**Work item**
Exact duplicates of all entries are needed.

Extracted material Start Marker

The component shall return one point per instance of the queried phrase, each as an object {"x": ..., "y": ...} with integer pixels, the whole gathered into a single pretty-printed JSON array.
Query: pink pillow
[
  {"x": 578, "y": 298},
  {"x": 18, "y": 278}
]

Extracted material End Marker

**Task output**
The component shall return one point per instance of the queried phrase, each as an object {"x": ..., "y": ...} with integer pixels, the whole gathered into a single pretty-printed JSON array.
Query: pink pillow
[
  {"x": 578, "y": 298},
  {"x": 18, "y": 278}
]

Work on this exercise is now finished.